• **Problem set**:
#1 In the essay on traditions and leadership, what book by Timothy Wu is mentioned?
#2 Extend the essay on traditions and leadership, starting after its final sentence.

— START OF Selected excerpt —

It’s fascinating to me that billions of people around the world have their own traditions— democratic, religious, national, cultural, philosophical — with similar values of equality, decency, and mutual respect, what is commonly referred to as the Golden Rule. The diversity of how these traditions manifest in different beliefs, rituals, gods, architecture, dress, and so on is a testament to the creativity and innovation of the human spirit. Then the people that claim to uphold and defend traditions shit all over each other.

We are born into this, as Charles Bukowski said. We cannot get out alive, trapped in a maze of superstitions and identities forged from arbitrary lines drawn in the sand. The same pattern repeats itself, over and over, like a curse upon humanity. Brilliant, charismatic, visionary leaders come up with a view of how the world could be somehow different and better. Teams and organizations build around them. And then weaker men (and it’s always men) capitalize and take advantage for personal gain.

Religious and national leaders are the most obvious examples, but the same thing happens with innovation and entrepreneurship. Timothy Wu in his excellent book The Master Switch notes a pattern where the inventors of the telegraph, telephone, radio, television and cable all had a vision of connecting the world. They were motivated by altruism, not profits. Then a business person came along and transformed their utopian ideals into monopolistic empires that ruthlessly crushed competition.

— END OF Selected excerpt —
— START OF Dataset content —

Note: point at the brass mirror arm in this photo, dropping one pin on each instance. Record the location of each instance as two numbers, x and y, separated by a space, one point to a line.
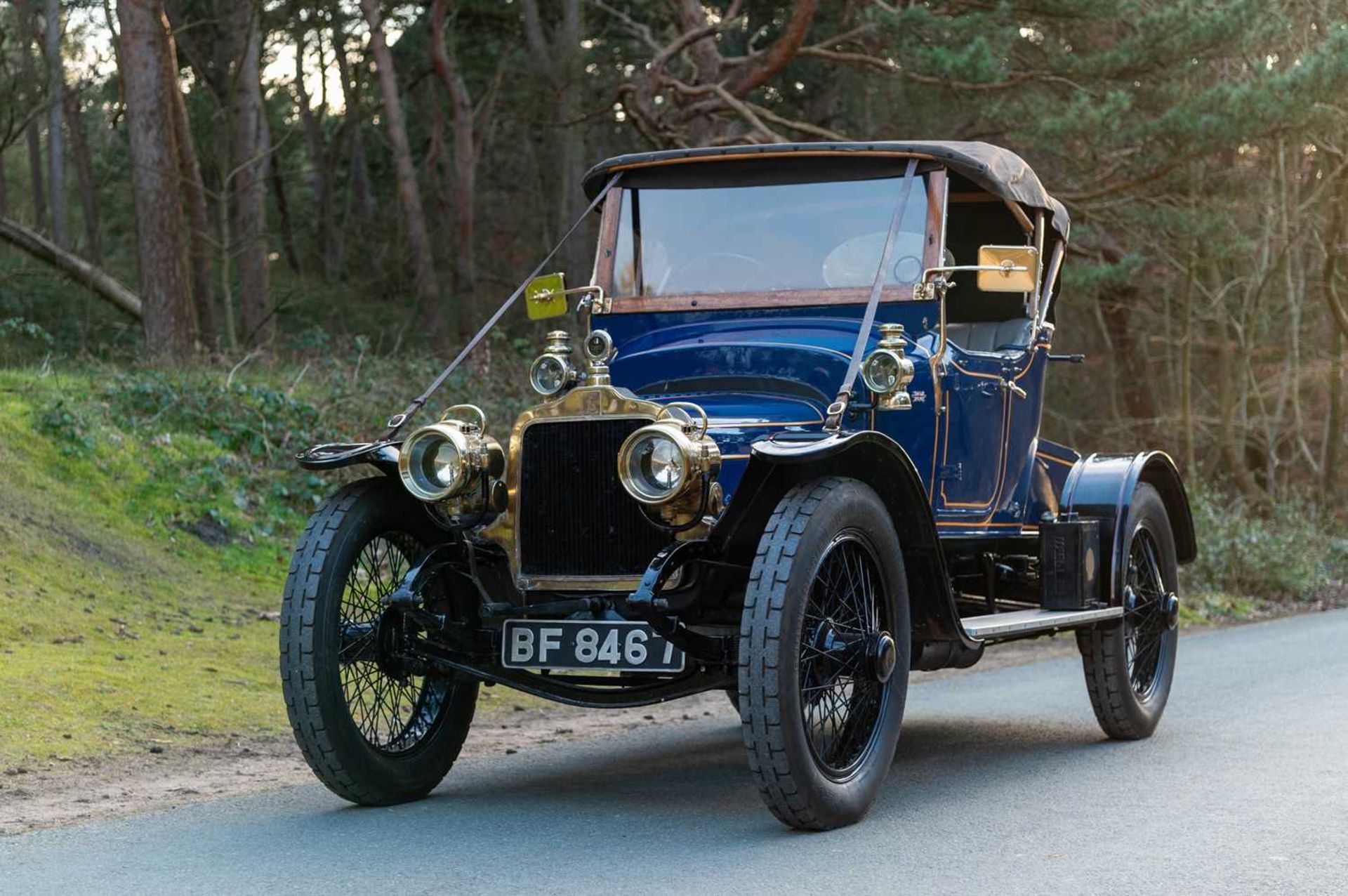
1049 281
995 268
1038 262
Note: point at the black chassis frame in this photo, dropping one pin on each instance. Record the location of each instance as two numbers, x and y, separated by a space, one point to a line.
697 612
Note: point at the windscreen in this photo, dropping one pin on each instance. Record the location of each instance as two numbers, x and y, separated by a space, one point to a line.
784 236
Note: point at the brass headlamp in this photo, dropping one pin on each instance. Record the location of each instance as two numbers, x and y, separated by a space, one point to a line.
553 371
672 463
887 372
448 460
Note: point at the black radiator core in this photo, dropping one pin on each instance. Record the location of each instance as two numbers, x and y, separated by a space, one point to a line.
574 516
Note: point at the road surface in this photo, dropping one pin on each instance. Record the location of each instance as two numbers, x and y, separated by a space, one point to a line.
1002 784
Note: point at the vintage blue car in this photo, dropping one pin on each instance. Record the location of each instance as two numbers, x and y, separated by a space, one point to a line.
788 448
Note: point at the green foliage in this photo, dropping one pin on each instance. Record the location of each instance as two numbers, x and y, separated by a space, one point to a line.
65 428
1289 554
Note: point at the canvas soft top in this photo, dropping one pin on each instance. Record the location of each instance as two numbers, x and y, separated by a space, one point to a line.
999 171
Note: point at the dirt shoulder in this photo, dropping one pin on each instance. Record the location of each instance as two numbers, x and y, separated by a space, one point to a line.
53 794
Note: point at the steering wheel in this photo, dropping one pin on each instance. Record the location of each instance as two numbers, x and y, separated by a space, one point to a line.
728 284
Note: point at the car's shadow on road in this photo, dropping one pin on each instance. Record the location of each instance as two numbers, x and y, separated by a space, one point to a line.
704 775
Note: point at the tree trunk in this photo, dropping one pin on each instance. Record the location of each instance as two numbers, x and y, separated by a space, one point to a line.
409 195
84 174
89 275
319 161
32 136
278 189
197 217
557 57
39 192
360 190
465 151
55 112
154 178
249 166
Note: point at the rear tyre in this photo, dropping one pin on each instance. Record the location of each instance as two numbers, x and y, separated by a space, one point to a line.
1130 664
374 732
824 654
734 694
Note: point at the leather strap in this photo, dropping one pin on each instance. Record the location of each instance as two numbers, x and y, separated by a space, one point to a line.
399 421
833 421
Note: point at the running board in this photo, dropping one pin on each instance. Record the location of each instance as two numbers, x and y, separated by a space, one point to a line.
1022 621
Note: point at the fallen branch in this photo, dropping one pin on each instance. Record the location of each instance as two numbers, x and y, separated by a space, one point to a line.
83 272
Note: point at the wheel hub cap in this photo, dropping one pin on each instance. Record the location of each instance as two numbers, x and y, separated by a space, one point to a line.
885 657
1170 607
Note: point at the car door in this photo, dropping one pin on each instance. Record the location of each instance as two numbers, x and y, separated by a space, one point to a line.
971 461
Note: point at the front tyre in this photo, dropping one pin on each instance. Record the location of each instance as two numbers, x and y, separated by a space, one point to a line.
824 654
1130 666
375 730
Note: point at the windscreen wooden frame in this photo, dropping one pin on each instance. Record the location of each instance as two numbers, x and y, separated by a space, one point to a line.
611 221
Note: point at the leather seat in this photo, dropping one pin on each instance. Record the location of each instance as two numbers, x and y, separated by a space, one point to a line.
991 336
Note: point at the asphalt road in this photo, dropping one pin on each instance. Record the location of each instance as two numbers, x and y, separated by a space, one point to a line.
1002 784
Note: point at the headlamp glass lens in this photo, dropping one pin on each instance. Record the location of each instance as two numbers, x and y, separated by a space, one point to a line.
882 372
656 466
445 463
549 375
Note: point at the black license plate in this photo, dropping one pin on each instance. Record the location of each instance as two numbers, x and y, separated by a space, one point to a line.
600 645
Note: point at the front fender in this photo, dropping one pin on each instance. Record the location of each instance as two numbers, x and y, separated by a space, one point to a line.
775 465
383 456
1102 487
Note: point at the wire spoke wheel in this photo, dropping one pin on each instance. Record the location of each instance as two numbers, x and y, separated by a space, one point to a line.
1130 664
392 711
842 696
1145 617
824 654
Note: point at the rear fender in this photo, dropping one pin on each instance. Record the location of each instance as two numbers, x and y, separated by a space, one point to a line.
880 463
1102 487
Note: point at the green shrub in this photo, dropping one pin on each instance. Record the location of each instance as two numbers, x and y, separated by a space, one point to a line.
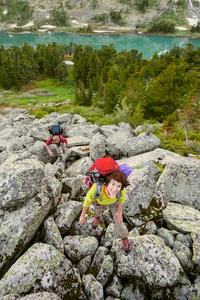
116 17
59 17
19 11
195 28
41 112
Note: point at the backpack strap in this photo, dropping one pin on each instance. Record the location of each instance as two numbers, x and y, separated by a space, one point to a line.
56 134
98 191
97 194
119 194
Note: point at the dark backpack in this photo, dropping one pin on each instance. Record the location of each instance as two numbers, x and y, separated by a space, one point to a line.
55 129
97 173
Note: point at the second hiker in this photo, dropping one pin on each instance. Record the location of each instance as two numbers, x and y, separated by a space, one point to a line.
56 144
113 195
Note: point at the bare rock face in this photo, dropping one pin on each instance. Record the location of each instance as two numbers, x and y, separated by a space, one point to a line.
44 250
42 268
150 260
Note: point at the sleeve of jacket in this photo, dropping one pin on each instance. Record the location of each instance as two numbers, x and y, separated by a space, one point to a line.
123 196
90 196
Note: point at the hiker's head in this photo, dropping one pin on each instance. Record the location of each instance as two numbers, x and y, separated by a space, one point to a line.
117 176
56 139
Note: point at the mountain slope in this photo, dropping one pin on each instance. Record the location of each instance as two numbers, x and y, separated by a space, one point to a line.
124 14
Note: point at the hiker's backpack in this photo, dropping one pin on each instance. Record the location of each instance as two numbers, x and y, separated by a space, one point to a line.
97 173
55 129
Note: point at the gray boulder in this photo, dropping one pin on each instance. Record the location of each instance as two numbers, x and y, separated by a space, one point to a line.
106 270
77 247
149 260
140 191
180 182
42 269
97 146
66 214
52 235
93 288
182 218
144 142
20 179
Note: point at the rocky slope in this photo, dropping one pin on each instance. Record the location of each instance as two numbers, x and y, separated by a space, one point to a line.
45 253
81 12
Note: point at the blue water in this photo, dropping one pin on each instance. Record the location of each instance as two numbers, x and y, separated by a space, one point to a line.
148 45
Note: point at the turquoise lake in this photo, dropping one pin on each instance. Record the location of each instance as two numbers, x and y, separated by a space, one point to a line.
148 45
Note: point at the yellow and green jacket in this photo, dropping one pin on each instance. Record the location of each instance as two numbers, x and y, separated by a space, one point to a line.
105 199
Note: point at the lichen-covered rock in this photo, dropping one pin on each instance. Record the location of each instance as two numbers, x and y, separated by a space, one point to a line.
76 185
84 264
140 192
52 235
98 260
66 214
184 255
180 182
144 142
196 248
133 291
93 288
18 227
116 146
148 260
106 270
167 236
42 268
115 288
97 147
185 219
41 296
88 130
77 247
20 179
81 166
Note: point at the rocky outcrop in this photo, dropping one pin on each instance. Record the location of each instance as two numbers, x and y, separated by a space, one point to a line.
46 253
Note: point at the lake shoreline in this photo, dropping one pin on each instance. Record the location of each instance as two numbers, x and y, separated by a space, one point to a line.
101 30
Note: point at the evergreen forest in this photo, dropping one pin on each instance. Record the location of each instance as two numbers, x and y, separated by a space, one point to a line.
122 86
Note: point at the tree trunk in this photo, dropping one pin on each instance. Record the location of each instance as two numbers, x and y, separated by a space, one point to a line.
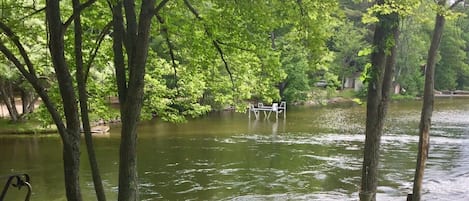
8 99
427 108
131 92
71 137
379 87
83 99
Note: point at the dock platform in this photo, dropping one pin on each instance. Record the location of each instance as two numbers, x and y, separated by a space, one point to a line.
268 110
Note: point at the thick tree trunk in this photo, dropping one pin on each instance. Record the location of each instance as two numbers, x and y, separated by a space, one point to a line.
427 108
71 137
83 99
131 93
379 88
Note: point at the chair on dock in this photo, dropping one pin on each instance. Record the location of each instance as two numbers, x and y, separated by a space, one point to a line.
275 107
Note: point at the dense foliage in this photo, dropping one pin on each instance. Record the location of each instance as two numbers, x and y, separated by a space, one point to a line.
212 55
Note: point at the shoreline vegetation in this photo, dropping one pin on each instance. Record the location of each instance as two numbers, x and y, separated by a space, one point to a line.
32 127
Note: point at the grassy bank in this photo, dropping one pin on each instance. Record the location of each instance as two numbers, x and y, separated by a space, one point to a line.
23 127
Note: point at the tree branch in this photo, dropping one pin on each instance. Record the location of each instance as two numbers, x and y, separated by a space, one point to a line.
160 6
455 3
15 39
77 12
214 41
93 54
37 86
165 33
33 13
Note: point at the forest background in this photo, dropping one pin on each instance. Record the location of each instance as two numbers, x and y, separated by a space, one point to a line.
201 56
299 55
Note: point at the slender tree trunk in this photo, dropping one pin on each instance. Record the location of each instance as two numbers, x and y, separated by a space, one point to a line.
71 137
131 92
427 108
379 87
9 99
83 99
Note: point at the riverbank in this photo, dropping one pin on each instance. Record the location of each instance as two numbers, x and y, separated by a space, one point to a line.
28 127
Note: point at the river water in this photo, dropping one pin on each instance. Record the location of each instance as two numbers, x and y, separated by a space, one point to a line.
314 154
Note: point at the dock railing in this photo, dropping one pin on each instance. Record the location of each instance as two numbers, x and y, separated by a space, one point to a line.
268 110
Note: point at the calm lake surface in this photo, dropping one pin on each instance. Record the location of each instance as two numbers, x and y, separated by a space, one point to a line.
314 154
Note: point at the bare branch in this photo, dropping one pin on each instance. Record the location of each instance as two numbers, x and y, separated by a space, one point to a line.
160 6
93 53
36 85
165 33
33 13
455 3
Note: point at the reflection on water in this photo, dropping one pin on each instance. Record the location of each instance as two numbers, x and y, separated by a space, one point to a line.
314 154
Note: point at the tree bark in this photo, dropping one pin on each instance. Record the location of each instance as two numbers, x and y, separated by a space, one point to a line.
8 99
83 99
427 108
131 92
71 137
379 86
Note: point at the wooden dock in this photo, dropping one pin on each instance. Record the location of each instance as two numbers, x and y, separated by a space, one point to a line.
268 110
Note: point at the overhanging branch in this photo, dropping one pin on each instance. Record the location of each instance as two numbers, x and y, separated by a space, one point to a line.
77 12
93 54
165 33
214 41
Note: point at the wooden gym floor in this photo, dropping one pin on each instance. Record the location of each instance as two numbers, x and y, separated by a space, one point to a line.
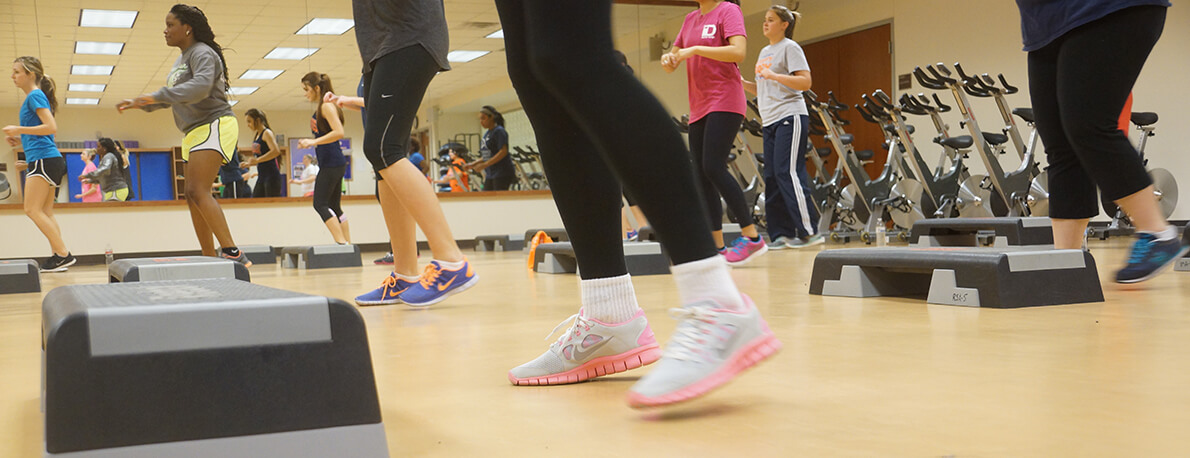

— END OF Dataset content —

• **Answers per task**:
#1 The Master Switch.

#2
These same monopolistic empires hijack every good intention for marketing, recruiting the world’s most creative and innovative people away from doing things that add value to humanity and applying their brilliance to sell us crap we don’t really want or need. It feels impossible to have an authentic and genuine public conversation about community, altruism, or humanity’s true potential. Every good intention about connection and authenticity has been repackaged and sold. Salvation is a lead magnet.

I struggle sometimes to interact with my peers and not tell them they are wasting their lives. Oh really, you’re passionate about disrupting X market? That’s really what you want to do with the precious gift of life? Congrats, the company you spent 4–5 years building got acquired and will now be ruined from mismanagement the day after you leave. Maybe now you can sit on the other side of the table and be an investor. Let’s build monopolies on top of a scorched earth. Bring humanity from zero to one, and back to zero.

Since the dawn of time people have searched for the meaning of life. We have the answers. The joy of life comes from alleviating suffering, compassion and wisdom, sharing and community, access to new experiences. We have the tools and resources to improve the overall quality of life for everyone on the planet. To generate sustainable energy, provide enough food and water, uplift billions out of poverty and co-create a society of abundance. And we have somehow labeled this a dangerous threat.

I don’t know what to do with all of my profound disappointment in humanity except talk about. Name it. To make it the subject of meditation and contemplation. I choose to embrace the path of the bodhisattva, who out of compassion returns to earth to alleviate suffering. The only thing that I can do is run directly towards it, knowing that I am doing everything possible to improve the quality of life on the planet.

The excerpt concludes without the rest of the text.